> What is needed
Print the line containing "the woman's turtleneck" and each line after it through the end, please, with nothing added.

Part of a data file
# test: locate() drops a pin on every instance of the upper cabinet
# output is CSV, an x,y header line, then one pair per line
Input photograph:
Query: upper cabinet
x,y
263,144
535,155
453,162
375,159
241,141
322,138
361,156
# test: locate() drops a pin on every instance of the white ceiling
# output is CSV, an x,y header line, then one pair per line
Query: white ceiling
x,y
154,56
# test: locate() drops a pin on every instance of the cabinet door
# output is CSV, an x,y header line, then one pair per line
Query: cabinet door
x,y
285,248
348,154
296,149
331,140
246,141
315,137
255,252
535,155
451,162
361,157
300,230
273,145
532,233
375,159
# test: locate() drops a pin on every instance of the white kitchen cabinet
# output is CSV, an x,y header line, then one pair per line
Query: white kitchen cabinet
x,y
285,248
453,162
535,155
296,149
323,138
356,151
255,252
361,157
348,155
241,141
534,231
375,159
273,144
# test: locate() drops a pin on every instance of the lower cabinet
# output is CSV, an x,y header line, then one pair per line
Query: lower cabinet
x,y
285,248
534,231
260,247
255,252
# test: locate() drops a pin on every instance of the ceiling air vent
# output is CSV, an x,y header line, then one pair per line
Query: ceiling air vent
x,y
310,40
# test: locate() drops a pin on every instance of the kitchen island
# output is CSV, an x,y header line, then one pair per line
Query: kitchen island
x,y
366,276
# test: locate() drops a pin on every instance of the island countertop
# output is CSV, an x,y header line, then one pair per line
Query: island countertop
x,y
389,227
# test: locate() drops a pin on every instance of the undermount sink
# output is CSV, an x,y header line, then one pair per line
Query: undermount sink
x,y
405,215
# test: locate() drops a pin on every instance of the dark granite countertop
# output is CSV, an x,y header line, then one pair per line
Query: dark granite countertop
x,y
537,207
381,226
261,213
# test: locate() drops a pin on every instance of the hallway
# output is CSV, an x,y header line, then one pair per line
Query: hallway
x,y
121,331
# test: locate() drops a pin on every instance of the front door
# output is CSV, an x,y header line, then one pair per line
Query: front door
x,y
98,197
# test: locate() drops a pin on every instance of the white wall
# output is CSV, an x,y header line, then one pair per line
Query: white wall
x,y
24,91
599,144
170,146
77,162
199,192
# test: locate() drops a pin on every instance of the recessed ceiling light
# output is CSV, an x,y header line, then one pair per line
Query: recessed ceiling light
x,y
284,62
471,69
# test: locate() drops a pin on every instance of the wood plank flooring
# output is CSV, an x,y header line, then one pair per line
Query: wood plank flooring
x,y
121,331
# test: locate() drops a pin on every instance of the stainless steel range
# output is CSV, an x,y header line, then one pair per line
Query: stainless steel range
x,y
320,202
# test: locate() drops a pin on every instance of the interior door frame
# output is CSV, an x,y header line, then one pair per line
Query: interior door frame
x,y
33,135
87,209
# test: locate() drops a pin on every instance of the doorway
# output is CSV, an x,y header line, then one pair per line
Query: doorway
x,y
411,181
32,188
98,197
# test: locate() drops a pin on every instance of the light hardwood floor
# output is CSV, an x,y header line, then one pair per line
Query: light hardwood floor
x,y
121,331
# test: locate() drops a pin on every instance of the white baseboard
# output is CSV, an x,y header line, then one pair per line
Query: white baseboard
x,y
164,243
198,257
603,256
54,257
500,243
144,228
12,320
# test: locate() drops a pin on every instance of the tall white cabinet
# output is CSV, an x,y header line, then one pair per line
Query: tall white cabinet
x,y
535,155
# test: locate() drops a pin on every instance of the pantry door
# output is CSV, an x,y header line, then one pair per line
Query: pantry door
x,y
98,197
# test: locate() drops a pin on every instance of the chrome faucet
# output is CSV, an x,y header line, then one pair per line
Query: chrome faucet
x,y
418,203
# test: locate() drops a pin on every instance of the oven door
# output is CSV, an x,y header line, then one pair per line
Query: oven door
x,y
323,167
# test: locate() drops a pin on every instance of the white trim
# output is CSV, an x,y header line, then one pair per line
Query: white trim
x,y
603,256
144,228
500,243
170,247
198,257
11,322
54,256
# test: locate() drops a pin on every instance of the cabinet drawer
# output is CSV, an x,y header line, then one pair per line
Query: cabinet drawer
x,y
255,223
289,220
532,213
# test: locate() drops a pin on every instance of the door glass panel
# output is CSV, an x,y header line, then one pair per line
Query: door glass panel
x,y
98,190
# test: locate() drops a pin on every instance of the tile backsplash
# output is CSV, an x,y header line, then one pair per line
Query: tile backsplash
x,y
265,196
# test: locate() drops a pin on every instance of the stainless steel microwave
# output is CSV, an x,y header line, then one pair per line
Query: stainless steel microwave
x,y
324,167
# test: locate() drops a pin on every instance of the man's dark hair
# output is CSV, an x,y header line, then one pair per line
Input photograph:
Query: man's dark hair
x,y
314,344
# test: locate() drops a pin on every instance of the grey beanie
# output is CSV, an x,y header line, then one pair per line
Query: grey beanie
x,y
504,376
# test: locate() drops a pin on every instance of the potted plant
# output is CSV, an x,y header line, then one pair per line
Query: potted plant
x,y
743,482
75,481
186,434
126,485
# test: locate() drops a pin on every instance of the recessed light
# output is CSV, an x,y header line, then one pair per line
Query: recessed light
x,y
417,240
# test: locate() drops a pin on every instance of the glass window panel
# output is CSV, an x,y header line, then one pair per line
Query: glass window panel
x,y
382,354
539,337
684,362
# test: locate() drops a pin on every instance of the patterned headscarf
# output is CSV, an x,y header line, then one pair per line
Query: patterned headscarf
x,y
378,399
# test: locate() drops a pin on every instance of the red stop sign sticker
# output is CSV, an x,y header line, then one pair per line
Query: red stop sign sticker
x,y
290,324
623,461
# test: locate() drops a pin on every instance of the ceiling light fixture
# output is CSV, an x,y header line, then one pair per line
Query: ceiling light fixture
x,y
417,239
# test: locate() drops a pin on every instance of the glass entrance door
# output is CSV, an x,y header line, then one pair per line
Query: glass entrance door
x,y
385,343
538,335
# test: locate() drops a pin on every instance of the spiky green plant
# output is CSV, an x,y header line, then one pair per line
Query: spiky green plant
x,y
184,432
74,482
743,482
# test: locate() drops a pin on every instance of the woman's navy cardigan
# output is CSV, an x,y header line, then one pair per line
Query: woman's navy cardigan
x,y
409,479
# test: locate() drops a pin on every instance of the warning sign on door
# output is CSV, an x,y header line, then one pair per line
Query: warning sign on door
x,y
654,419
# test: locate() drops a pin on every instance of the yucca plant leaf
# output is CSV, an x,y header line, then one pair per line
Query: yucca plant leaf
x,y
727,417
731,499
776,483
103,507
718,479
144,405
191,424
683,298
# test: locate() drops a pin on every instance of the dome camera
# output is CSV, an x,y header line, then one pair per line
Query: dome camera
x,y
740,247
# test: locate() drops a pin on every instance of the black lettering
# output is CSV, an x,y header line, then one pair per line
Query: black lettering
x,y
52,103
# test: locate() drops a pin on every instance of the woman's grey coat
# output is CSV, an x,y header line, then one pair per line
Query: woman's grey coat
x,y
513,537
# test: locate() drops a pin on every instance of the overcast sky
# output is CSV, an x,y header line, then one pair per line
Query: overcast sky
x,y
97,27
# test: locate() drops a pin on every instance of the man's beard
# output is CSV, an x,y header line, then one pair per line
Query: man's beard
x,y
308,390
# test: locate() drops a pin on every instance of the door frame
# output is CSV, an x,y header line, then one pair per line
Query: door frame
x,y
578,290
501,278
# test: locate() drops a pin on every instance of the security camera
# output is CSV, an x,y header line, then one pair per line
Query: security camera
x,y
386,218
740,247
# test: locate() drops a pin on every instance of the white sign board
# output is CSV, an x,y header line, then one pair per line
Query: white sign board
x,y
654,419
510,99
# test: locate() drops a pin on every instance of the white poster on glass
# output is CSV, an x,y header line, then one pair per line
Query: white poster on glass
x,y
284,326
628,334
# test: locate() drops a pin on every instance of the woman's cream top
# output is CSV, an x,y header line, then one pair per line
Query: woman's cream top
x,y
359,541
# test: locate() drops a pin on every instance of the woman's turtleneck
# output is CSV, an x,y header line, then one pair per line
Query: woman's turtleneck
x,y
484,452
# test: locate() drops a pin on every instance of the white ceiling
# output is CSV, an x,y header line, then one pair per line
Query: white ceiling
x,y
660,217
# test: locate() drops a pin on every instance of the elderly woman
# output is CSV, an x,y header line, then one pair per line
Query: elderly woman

> Worked solution
# test: locate() drops a pin on every instance of the woman's turtleneck
# output is CSV, an x,y header line, then one pair per line
Query: woman's turtleneck
x,y
484,452
# test: locate() drops a pin on every instance of the white ceiling
# output is CSV, an x,y header line, then one pair per line
Query: white ceiling
x,y
660,217
# test: locate() drops a pin on every instance of the elderly woman
# output is CSV, an x,y header line, then one pair per line
Query: elderly woman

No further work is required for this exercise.